- **Brief**
With the material below, print exactly the lines between the line holding "Reviewer note. Check that each instance of the utility" and the line holding "Reviewer note. Check that each instance of the dry", inclusive. Add nothing else.

━━━━━━

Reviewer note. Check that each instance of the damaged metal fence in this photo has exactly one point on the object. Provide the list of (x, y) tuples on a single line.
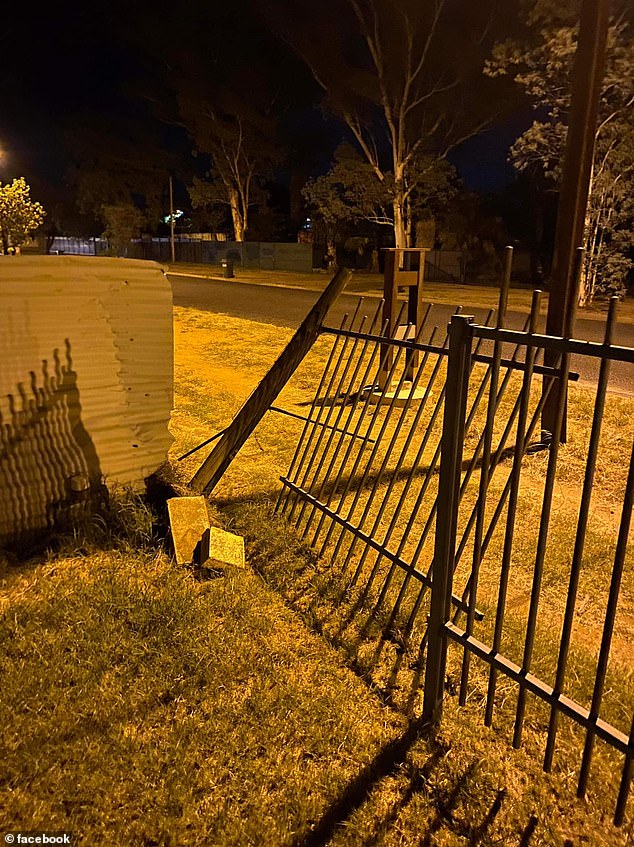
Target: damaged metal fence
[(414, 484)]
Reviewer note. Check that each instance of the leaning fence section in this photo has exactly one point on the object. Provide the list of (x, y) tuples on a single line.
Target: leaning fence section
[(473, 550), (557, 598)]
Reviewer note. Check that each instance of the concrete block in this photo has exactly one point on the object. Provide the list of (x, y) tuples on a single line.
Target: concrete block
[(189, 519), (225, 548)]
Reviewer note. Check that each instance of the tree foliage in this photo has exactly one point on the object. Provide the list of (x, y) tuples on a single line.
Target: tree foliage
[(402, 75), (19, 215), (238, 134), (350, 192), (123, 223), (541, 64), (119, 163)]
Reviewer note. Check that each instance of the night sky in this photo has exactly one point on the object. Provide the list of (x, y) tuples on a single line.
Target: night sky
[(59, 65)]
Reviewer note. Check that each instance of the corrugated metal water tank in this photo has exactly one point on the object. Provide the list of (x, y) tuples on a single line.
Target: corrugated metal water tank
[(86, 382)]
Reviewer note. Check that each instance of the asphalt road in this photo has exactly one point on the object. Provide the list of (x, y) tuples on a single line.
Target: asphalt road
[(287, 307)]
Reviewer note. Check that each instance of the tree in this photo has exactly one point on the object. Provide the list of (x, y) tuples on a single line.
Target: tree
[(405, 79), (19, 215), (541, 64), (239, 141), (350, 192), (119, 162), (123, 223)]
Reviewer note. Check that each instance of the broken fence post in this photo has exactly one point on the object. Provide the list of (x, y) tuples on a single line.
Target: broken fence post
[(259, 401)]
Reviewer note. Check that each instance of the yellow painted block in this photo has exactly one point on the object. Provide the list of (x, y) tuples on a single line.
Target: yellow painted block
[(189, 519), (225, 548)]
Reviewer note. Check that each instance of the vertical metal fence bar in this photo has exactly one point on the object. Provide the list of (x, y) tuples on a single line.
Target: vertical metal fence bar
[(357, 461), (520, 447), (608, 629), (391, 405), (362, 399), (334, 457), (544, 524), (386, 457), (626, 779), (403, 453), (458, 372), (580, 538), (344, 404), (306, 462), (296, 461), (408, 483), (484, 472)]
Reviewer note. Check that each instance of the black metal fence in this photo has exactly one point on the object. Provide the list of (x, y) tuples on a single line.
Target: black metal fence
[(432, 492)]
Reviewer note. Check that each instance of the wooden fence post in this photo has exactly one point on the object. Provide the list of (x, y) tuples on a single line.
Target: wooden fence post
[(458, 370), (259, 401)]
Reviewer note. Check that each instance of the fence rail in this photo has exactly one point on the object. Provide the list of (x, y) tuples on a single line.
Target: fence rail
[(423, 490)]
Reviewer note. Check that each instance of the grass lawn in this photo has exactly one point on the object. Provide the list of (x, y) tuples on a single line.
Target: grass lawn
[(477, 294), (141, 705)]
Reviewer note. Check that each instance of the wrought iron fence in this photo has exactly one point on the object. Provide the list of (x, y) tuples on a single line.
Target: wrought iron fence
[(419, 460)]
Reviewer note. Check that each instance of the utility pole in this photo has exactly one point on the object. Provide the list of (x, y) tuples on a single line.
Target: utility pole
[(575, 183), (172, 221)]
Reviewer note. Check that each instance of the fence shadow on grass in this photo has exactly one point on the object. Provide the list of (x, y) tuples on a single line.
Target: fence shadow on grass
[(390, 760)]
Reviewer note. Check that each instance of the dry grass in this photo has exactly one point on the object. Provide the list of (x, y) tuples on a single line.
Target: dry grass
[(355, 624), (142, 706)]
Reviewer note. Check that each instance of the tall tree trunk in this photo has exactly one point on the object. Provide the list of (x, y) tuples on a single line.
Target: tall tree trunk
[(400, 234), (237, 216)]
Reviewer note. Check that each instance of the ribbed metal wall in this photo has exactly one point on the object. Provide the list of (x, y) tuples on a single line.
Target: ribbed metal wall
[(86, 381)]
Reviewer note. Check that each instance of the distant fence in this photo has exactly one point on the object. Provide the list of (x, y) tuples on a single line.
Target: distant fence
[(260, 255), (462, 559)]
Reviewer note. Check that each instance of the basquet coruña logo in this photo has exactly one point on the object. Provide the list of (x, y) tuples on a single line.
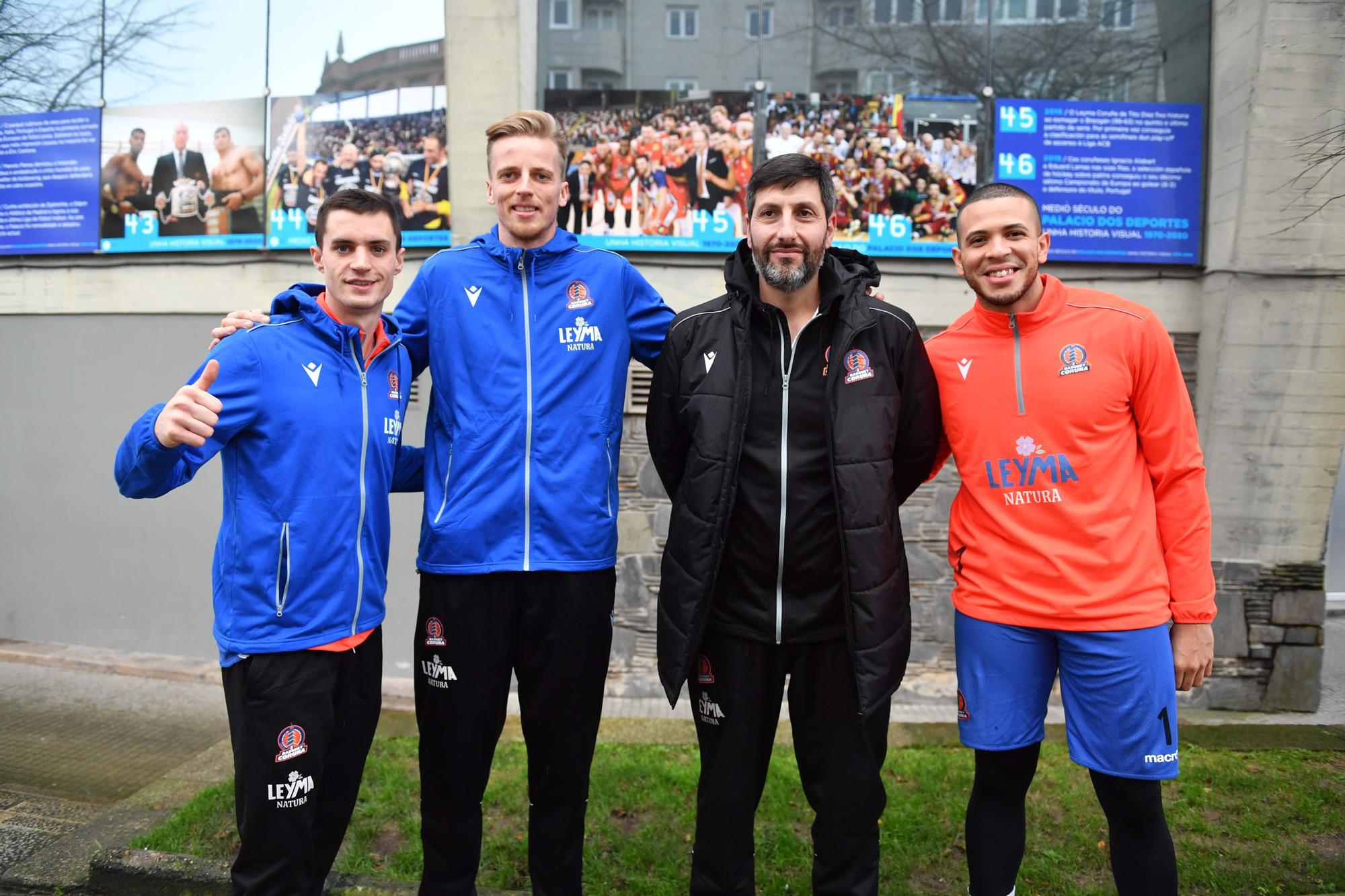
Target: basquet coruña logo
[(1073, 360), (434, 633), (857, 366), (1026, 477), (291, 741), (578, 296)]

━━━━━━

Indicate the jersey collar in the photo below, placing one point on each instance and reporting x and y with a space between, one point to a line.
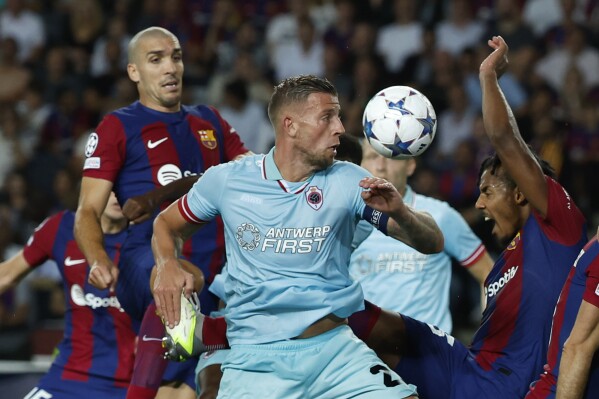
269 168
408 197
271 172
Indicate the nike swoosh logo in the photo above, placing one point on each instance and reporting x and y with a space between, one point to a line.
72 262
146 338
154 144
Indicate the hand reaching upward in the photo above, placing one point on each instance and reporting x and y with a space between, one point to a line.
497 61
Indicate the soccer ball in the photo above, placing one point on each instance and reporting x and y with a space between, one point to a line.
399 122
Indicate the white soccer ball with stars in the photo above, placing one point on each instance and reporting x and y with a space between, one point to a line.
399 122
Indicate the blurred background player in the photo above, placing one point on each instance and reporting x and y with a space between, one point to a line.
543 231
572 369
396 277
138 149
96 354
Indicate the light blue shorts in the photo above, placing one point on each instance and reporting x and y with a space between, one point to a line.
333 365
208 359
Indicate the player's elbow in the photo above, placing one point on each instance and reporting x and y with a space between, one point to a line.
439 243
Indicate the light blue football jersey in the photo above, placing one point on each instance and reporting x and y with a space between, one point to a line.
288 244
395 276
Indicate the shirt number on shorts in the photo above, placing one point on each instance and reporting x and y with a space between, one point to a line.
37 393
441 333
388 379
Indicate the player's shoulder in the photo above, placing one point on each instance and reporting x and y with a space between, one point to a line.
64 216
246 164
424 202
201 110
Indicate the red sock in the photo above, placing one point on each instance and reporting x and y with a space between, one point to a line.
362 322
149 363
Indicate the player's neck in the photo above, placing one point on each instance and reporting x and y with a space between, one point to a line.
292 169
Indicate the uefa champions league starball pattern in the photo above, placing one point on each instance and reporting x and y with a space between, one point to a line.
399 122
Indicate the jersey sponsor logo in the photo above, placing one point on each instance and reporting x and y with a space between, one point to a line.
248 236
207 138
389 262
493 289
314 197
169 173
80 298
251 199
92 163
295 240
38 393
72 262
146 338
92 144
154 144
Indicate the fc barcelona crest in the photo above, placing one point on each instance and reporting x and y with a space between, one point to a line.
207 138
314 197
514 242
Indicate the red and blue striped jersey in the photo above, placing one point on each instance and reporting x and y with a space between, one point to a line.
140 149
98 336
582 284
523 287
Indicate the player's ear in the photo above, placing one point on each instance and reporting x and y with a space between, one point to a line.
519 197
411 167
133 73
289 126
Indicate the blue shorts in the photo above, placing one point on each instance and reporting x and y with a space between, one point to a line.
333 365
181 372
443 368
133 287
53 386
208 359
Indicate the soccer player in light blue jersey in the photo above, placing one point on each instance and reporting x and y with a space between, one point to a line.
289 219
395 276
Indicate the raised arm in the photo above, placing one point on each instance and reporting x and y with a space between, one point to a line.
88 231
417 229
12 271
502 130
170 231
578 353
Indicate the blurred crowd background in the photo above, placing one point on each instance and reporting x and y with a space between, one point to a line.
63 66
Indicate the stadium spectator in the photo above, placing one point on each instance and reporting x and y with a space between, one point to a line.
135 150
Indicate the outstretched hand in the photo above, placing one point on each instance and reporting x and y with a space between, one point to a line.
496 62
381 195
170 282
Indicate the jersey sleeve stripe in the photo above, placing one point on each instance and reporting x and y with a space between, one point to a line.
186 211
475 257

━━━━━━

- **Response to this exercise**
Reviewer note. Check that each instance of the utility pole in this photo has exactly one point on the object. Provide the list of (x, y) tuples on a single line.
Target: utility pole
[(575, 183), (172, 221)]
Reviewer note. Check that each instance of the fence shadow on grass in this photo has exactly one point on the object. Provide the list of (x, y) tuples on a single line.
Target: fence shadow on grass
[(390, 760)]
Reviewer note. Check that each instance of the dry grass in this photo has exactly one point on the object. Provide the list of (x, y) tuples on a single line.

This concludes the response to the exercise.